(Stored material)
========================================
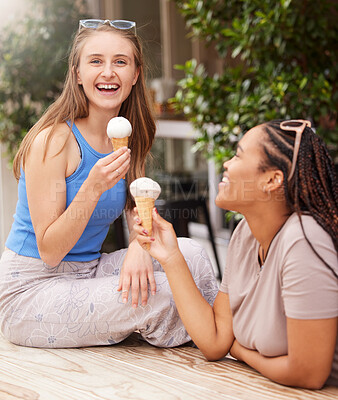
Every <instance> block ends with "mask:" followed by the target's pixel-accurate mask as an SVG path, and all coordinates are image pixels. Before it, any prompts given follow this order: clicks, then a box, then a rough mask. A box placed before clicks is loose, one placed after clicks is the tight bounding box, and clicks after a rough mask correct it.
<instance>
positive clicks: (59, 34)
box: [0, 0, 86, 158]
mask: <svg viewBox="0 0 338 400" xmlns="http://www.w3.org/2000/svg"><path fill="white" fill-rule="evenodd" d="M29 4H30V12H29V13H28V15H27V16H26V17H25V18H24V19H23V20H22V21H17V20H15V23H13V22H12V23H10V24H9V25H8V26H7V27H5V29H3V30H2V31H1V32H0V141H1V142H3V143H4V144H5V146H6V150H7V153H8V155H9V156H10V158H12V157H13V156H14V154H15V152H16V150H17V148H18V145H19V144H20V142H21V140H22V138H23V137H24V135H25V134H26V133H27V131H28V130H29V129H30V128H31V127H32V125H33V124H34V123H35V122H36V121H37V120H38V118H39V117H40V116H41V114H42V113H43V111H44V110H45V109H46V108H47V107H48V106H49V105H50V104H51V103H52V102H53V101H54V100H55V98H56V97H57V96H58V95H59V93H60V91H61V89H62V85H63V82H64V78H65V73H66V70H67V52H68V47H69V45H70V43H71V39H72V36H73V34H74V32H75V31H76V30H77V28H78V20H79V19H80V18H81V17H82V16H84V15H85V11H86V9H85V1H84V0H75V1H74V0H29Z"/></svg>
========================================
• _TASK DIRECTIONS_: Copy all of the material above word for word, omitting the pictures.

• _RESULT FOR THIS TASK_:
Every <instance> block ends with "mask:" followed by the target's pixel-accurate mask as an SVG path, and all coordinates are image pixels. Before it, any prompts given follow this order: clicks, then a box, then a rough mask. A box placed before clicks is loose, one placed after clicks is the tight bounding box, and clicks after a rough mask correct it.
<instance>
positive clicks: (59, 34)
box: [0, 0, 86, 158]
mask: <svg viewBox="0 0 338 400" xmlns="http://www.w3.org/2000/svg"><path fill="white" fill-rule="evenodd" d="M29 4H30V12H29V13H28V15H27V16H26V17H25V18H24V19H23V20H22V21H17V20H15V23H13V22H12V23H10V24H9V25H8V26H7V27H5V29H3V30H2V31H1V32H0V141H1V142H3V143H4V144H5V146H6V150H7V153H8V155H9V156H10V158H12V157H13V156H14V154H15V152H16V150H17V148H18V145H19V144H20V142H21V140H22V138H23V137H24V135H25V134H26V133H27V131H28V130H29V129H30V128H31V127H32V125H33V124H34V123H35V122H36V121H37V120H38V118H39V117H40V116H41V114H42V113H43V111H44V110H45V109H46V108H47V107H48V106H49V105H50V104H51V103H52V102H53V101H54V100H55V98H56V97H57V96H58V95H59V93H60V91H61V89H62V85H63V82H64V78H65V73H66V70H67V52H68V47H69V45H70V43H71V39H72V36H73V34H74V32H75V31H76V30H77V28H78V20H79V19H80V18H81V17H82V16H84V15H85V11H86V9H85V1H84V0H75V1H74V0H29Z"/></svg>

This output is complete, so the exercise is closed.